┌──
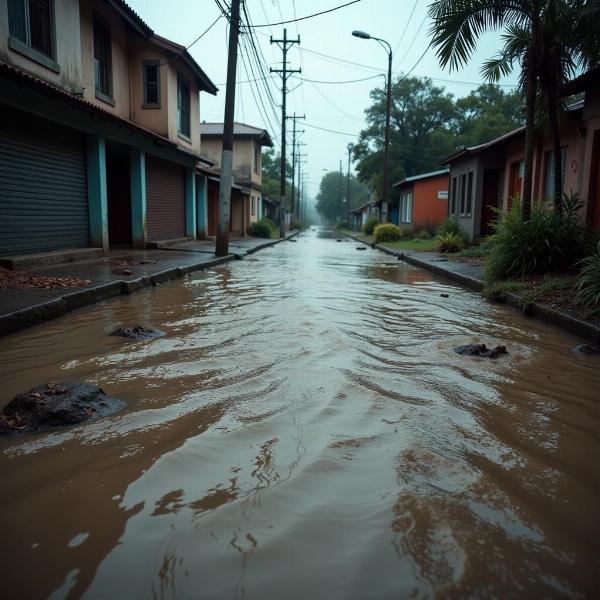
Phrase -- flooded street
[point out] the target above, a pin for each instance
(305, 430)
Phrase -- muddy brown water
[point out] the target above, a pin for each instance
(304, 430)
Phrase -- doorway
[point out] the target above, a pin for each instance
(118, 189)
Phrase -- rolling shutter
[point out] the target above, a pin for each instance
(43, 185)
(165, 200)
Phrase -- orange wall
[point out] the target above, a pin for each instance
(428, 210)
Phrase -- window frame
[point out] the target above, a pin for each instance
(145, 64)
(182, 134)
(405, 208)
(24, 47)
(107, 96)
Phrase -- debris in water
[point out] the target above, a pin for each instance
(480, 350)
(587, 349)
(55, 405)
(137, 332)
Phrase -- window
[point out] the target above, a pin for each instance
(151, 84)
(454, 197)
(549, 183)
(183, 107)
(405, 207)
(30, 22)
(257, 158)
(463, 192)
(102, 59)
(469, 193)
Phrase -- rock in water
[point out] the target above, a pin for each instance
(55, 405)
(138, 332)
(480, 350)
(587, 349)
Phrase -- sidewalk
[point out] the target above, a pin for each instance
(125, 271)
(472, 276)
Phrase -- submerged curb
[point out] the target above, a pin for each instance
(550, 316)
(58, 307)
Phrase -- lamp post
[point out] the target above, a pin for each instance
(350, 146)
(386, 157)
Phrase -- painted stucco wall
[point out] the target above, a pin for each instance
(67, 48)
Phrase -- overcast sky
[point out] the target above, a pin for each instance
(339, 107)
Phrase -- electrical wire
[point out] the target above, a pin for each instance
(323, 12)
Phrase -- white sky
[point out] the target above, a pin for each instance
(339, 107)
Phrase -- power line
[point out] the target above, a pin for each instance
(323, 12)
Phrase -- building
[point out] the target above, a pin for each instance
(99, 129)
(486, 178)
(248, 141)
(422, 201)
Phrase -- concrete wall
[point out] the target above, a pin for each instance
(67, 49)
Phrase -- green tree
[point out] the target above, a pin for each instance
(333, 190)
(422, 131)
(487, 113)
(548, 39)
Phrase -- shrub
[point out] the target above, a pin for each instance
(549, 241)
(450, 242)
(450, 225)
(588, 282)
(387, 232)
(370, 225)
(262, 228)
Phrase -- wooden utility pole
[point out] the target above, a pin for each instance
(294, 118)
(284, 44)
(222, 245)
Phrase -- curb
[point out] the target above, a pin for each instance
(58, 307)
(550, 316)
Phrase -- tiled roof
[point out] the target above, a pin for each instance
(437, 173)
(49, 88)
(239, 129)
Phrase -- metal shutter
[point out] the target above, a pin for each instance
(43, 185)
(165, 199)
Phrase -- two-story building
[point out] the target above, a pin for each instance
(246, 195)
(99, 129)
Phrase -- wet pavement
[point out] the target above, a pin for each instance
(305, 430)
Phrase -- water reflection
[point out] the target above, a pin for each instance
(303, 430)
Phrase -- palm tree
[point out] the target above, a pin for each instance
(550, 39)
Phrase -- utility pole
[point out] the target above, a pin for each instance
(284, 44)
(294, 118)
(222, 244)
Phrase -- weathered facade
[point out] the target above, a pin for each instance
(99, 128)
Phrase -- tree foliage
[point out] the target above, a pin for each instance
(428, 124)
(333, 191)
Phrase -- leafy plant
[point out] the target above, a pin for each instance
(263, 228)
(387, 232)
(548, 241)
(588, 282)
(449, 242)
(450, 225)
(370, 225)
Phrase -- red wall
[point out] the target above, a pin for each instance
(428, 211)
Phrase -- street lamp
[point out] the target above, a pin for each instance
(386, 157)
(350, 146)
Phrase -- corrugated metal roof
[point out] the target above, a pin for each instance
(239, 129)
(421, 176)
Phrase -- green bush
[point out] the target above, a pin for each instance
(450, 242)
(263, 228)
(588, 282)
(450, 226)
(370, 225)
(387, 232)
(549, 241)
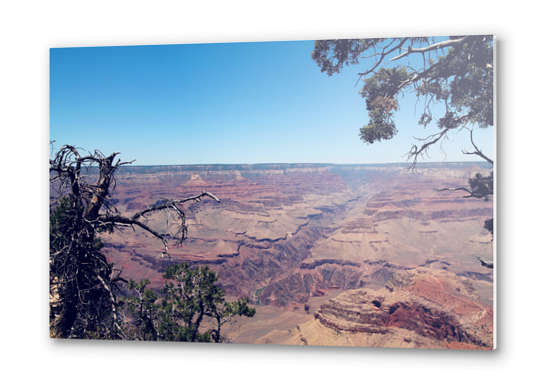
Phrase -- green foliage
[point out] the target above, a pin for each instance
(457, 73)
(461, 78)
(192, 307)
(380, 93)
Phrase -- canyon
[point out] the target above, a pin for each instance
(349, 255)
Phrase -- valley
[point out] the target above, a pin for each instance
(350, 255)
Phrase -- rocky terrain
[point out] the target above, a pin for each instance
(292, 235)
(420, 308)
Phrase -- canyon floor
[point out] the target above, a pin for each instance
(345, 255)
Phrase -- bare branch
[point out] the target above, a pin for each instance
(432, 47)
(476, 152)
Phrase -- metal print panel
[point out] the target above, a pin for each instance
(321, 193)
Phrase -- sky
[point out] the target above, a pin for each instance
(225, 103)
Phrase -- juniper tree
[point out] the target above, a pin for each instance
(455, 72)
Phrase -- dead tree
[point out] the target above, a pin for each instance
(84, 287)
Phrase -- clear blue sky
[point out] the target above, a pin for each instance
(230, 103)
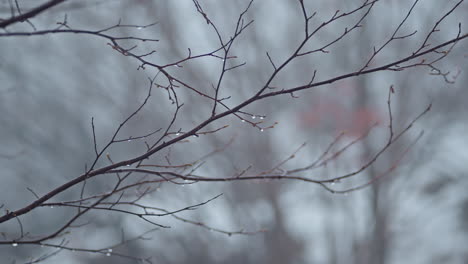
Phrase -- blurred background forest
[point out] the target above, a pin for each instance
(51, 86)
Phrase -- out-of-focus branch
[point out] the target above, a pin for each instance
(32, 13)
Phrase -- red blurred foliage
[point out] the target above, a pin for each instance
(337, 115)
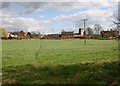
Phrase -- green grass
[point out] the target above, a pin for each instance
(60, 61)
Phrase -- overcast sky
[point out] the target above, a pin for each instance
(44, 16)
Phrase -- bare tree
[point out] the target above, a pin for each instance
(97, 28)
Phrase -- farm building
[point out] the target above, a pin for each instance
(3, 33)
(19, 35)
(65, 35)
(109, 34)
(82, 31)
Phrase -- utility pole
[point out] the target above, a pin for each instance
(84, 29)
(52, 33)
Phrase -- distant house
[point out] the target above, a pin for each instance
(19, 35)
(109, 34)
(82, 31)
(65, 34)
(52, 36)
(3, 33)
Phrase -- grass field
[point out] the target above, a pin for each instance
(60, 62)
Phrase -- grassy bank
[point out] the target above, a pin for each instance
(60, 61)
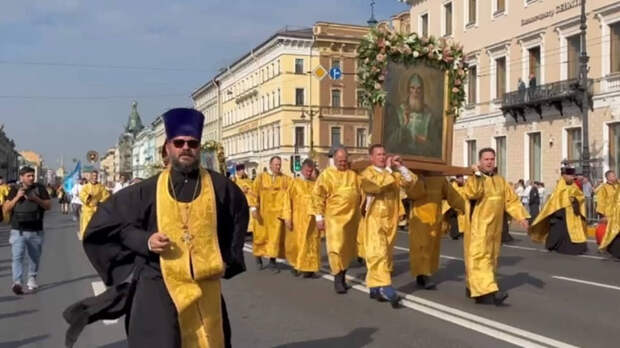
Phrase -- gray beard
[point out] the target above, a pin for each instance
(416, 105)
(183, 168)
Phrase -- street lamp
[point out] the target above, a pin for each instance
(584, 88)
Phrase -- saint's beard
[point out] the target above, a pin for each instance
(416, 104)
(182, 167)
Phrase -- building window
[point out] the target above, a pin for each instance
(500, 153)
(535, 156)
(360, 98)
(614, 147)
(500, 74)
(573, 145)
(299, 136)
(336, 64)
(424, 25)
(615, 47)
(573, 44)
(361, 137)
(472, 84)
(447, 8)
(501, 6)
(471, 13)
(472, 155)
(335, 136)
(299, 66)
(299, 96)
(534, 54)
(336, 97)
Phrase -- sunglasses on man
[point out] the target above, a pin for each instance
(180, 143)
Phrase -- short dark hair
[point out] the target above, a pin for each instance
(484, 150)
(606, 173)
(25, 170)
(308, 163)
(372, 148)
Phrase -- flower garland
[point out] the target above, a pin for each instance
(382, 44)
(214, 146)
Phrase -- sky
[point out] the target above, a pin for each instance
(69, 69)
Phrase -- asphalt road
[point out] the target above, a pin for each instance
(555, 301)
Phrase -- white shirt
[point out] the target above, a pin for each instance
(119, 186)
(75, 194)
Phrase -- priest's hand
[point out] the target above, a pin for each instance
(158, 242)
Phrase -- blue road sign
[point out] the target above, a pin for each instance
(335, 73)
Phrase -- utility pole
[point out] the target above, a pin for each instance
(583, 86)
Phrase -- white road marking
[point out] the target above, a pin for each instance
(587, 282)
(442, 256)
(467, 320)
(98, 288)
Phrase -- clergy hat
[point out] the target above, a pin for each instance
(183, 122)
(568, 171)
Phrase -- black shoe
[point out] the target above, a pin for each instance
(494, 298)
(273, 265)
(339, 285)
(425, 282)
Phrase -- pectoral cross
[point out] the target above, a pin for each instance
(187, 237)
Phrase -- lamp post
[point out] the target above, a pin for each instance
(584, 88)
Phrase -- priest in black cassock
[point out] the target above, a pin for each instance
(162, 247)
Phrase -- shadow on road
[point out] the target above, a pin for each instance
(508, 282)
(17, 314)
(119, 344)
(59, 283)
(9, 298)
(19, 343)
(359, 337)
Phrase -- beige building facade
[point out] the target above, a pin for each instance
(536, 128)
(278, 100)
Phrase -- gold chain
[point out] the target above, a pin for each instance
(187, 237)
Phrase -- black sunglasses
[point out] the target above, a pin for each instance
(192, 144)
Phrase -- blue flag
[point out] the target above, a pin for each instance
(72, 178)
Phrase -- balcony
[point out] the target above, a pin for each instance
(552, 94)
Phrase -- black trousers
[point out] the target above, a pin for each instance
(152, 321)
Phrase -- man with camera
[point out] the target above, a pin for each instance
(25, 206)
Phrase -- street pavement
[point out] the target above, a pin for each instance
(555, 301)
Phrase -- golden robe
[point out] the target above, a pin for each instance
(91, 195)
(482, 243)
(462, 218)
(336, 197)
(605, 198)
(192, 266)
(562, 198)
(381, 192)
(245, 185)
(4, 191)
(303, 243)
(425, 221)
(613, 221)
(267, 197)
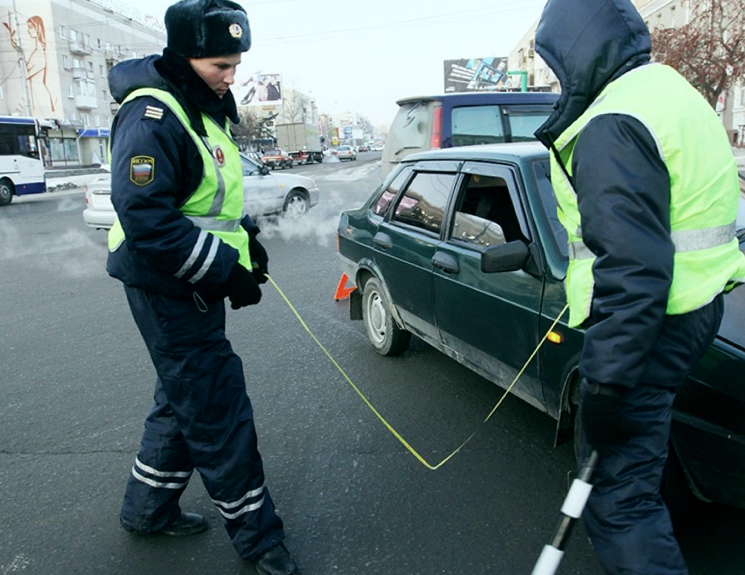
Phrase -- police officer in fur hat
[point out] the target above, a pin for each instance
(181, 244)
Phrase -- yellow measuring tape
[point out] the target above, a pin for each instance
(382, 419)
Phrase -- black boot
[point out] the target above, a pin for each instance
(277, 561)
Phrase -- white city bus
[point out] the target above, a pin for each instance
(21, 158)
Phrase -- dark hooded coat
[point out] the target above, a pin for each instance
(622, 184)
(159, 239)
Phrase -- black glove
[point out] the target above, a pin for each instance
(603, 419)
(259, 260)
(242, 288)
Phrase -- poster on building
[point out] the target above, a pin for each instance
(475, 74)
(261, 90)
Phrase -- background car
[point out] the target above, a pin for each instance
(345, 153)
(463, 248)
(276, 158)
(462, 119)
(264, 194)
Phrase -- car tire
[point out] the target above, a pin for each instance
(296, 205)
(384, 335)
(6, 192)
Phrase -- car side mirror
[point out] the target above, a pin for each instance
(508, 257)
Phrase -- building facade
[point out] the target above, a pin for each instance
(54, 67)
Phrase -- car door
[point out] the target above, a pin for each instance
(490, 319)
(407, 239)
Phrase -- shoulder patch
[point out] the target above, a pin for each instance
(141, 170)
(153, 113)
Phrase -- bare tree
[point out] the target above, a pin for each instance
(709, 51)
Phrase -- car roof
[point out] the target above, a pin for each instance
(483, 96)
(503, 152)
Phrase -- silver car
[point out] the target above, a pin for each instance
(264, 194)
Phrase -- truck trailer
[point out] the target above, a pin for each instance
(301, 141)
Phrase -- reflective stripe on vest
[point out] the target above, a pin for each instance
(704, 188)
(216, 206)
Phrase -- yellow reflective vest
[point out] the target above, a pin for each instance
└──
### Objective
For this exercise, please retype exactly the lines in the listing from the line with "Phrase -- car door" through its last line, both ends included.

### Exercise output
Phrase -- car door
[point out] the target above, a pin for each instance
(490, 319)
(407, 239)
Phrase -- shoulder patch
[point out] the target above, a pin for each instance
(141, 170)
(153, 113)
Phrase -- bare tree
[point out] the target above, a pin for each instance
(709, 51)
Phrase -- car roof
[point out] the target above, a pin for each instance
(483, 96)
(503, 152)
Phrase -- silver car
[point out] the target above, a pin for each instance
(264, 194)
Phrase -- truck trailer
[point out] the target above, a pin for each instance
(301, 141)
Phrase -- reflective stripe on vest
[point out] the target above, a pin for each instance
(704, 188)
(216, 206)
Phrase -- yellow reflective vest
[point out] the target above, a pin for each instance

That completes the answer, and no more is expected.